▶ **Goal 1**
Answer these from the passage about Becky Alley, one line each:
(a) Which politically charged topic has she used as an entry point into deeper conversations?
(b) Through what simple repetitive process does she transform mundane objects?
(c) What materials are named for the monolithic forms often associated with memorials?
▶ **Goal 2**
From the passage about Becky Alley, list everything that the processes in her work are said to speak to.
▶ **Goal 3**
Extend the passage about Becky Alley, picking up after its final sentence.

▶ **Source text**
+--

She loves collaboration and, through her creative work, is particularly interested in expanding the roles of self-reflection and meaning in everyday life. In recent work she has used the politically charged topic of war as an entry point into deeper conversations about power, gender, and the sacred. She is specifically interested in war memorials as cultural artifacts, objects that signify whose lives are most valued and honored in our public spaces. Particularly in American war memorials, language of valor and glory and courage in the context of war are commonly integrated into the memorials themselves, with scale and material designed to command particular awe and reverence in the viewer. Gendered notions of patriotism and honor blend with hallowed ground.

Becky Alley’s studio practice is process and material driven. She gravitates towards materials that are common in everyday domestic life: bed sheets, matches, clothes pins, fabric, needles and thread; and through a simple repetitive process of counting, transforms the mundane objects into memorials for the war dead. The ephemeral and delicate nature of the work stands in contrast to the hyper-masculine monolithic forms of marble and stone often associated with memorials. The processes employed speak to labor, struggle, endurance, ritual, and meditation; while the materials serve to reframe our collective understanding of power in ways that give strength to culturally feminized notions like empathy, compassion, and mindfulness.

+--

▶ **Recorded data**
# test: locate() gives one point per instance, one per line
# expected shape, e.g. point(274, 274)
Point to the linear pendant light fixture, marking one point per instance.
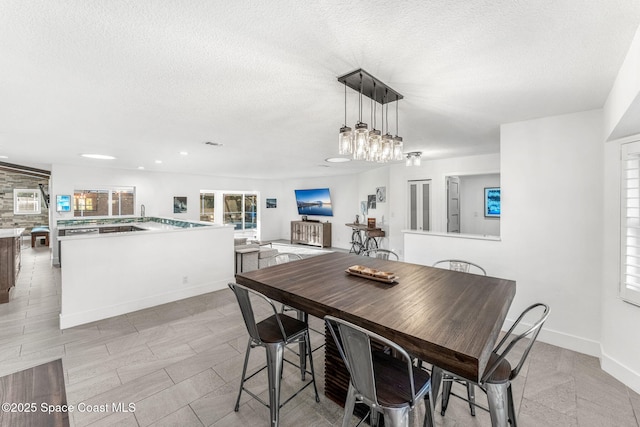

+--

▶ **Task output 1**
(a) War
(b) Counting
(c) Marble and stone

▶ **Task output 2**
Labor, struggle, endurance, ritual, meditation

▶ **Task output 3**
Alley earned her BFA in Printmaking/Drawing from Washington University (2000) and her MFA in Studio Art from the University of Kansas (2005). Since completing her studies, she has exhibited her work both nationally and internationally, has worked as a gallery/exhibitions director in university and non-profit galleries, and has taught courses including drawing, professional practices, exhibition practicum, and gallery/ curatorial studies. She has curated dozens of exhibitions, designed and implemented a variety of community based arts programming, and led a number of public lectures and discussions regarding art and art-making. In 2017 she was named the inaugural Kentucky Fellow as a finalist in Southern Prize, and was also awarded a travel grant from the Great Meadows Foundation to research the gendered aesthetics of war memorials and monuments in Washington DC. She is currently the Bolivar Gallery Director at the University of Kentucky.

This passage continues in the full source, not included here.